Copy out every line of the records below, requests included, offsetting each point coordinate in the returned answers by -45. Leave the numbers in the requests and their shape samples unchanged.
'''
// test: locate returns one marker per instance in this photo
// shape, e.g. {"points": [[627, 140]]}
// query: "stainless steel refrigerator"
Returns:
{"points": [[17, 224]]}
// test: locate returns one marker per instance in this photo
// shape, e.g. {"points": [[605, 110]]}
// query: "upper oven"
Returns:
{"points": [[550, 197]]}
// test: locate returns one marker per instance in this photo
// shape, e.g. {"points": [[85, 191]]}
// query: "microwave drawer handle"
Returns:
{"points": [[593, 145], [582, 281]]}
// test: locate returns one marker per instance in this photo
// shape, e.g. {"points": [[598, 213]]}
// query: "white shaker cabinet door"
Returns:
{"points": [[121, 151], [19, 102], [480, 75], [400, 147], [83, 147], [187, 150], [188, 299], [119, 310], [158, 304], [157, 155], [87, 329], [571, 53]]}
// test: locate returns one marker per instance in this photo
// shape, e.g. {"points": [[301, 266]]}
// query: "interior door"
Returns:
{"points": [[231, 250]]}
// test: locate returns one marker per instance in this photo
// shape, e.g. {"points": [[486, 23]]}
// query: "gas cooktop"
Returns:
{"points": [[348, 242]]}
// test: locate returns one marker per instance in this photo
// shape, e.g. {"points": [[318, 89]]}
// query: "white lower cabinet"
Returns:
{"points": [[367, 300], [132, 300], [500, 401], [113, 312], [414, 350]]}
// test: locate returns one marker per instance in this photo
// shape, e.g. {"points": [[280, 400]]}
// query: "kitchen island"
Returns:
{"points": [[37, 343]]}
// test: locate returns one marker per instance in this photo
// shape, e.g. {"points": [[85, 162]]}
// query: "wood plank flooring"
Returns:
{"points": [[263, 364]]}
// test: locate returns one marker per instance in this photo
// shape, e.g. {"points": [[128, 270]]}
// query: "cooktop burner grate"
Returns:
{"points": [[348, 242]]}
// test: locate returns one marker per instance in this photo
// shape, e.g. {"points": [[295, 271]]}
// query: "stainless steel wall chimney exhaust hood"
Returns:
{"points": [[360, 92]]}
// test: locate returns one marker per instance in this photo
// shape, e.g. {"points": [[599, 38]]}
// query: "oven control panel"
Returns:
'''
__Answer for this exercise__:
// test: locate returns one marker per instance in this photo
// shape, e.g. {"points": [[627, 140]]}
// query: "stainless steel refrigerator"
Returns:
{"points": [[-28, 179]]}
// test: locate returns one marker per instance in this photo
// shape, e.g. {"points": [[605, 110]]}
// query: "upper oven"
Returns:
{"points": [[505, 152]]}
// test: locate returns one marker per instance in this photo
// shape, e.g. {"points": [[85, 191]]}
// query: "microwave drawer handle"
Returns:
{"points": [[548, 100], [537, 236]]}
// test: locate returns one marker per instance in this photo
// shape, e.g. {"points": [[598, 213]]}
// query: "white shaker cabinet door"
Returns:
{"points": [[76, 106], [-26, 57], [435, 30], [355, 102], [38, 102], [142, 105], [143, 254], [74, 265], [113, 259], [112, 110], [42, 284], [526, 8]]}
// test: locate returns one marker per instance in this photo
// shape, e.g. {"points": [[301, 266]]}
// query: "interior door"
Returns:
{"points": [[186, 205]]}
// test: locate returns one marker per instance in this photo
// shape, e.g. {"points": [[486, 23]]}
// query: "gas cooktop"
Returns:
{"points": [[303, 197]]}
// test: locate returns one marker per instance in this photo
// shape, e.g. {"points": [[318, 89]]}
// query: "white lower cabinet"
Returns:
{"points": [[322, 255], [87, 255], [455, 356], [68, 267], [369, 305]]}
// test: locate returns one marker per instance in this photo
// shape, e.g. {"points": [[280, 400]]}
// query: "kitchen island"
Returns:
{"points": [[-8, 298]]}
// test: locate returns one marker per instance in this photo
// shape, e.g. {"points": [[85, 162]]}
// query: "wood plank flooring"
Returns:
{"points": [[218, 319]]}
// test: locate returns one marker per instance in this photo
// shape, e.g. {"points": [[128, 270]]}
// query: "cooktop burner grate"
Returns:
{"points": [[303, 197]]}
// test: locate returns one marker per instance in this photo
// shape, e.g. {"points": [[295, 271]]}
// query: "stainless steel wall chimney exhaust hood"
Returns:
{"points": [[315, 47]]}
// test: locate returns one marker per instance in this photo
// shape, e.g. {"points": [[599, 38]]}
// query: "oven control panel"
Returns:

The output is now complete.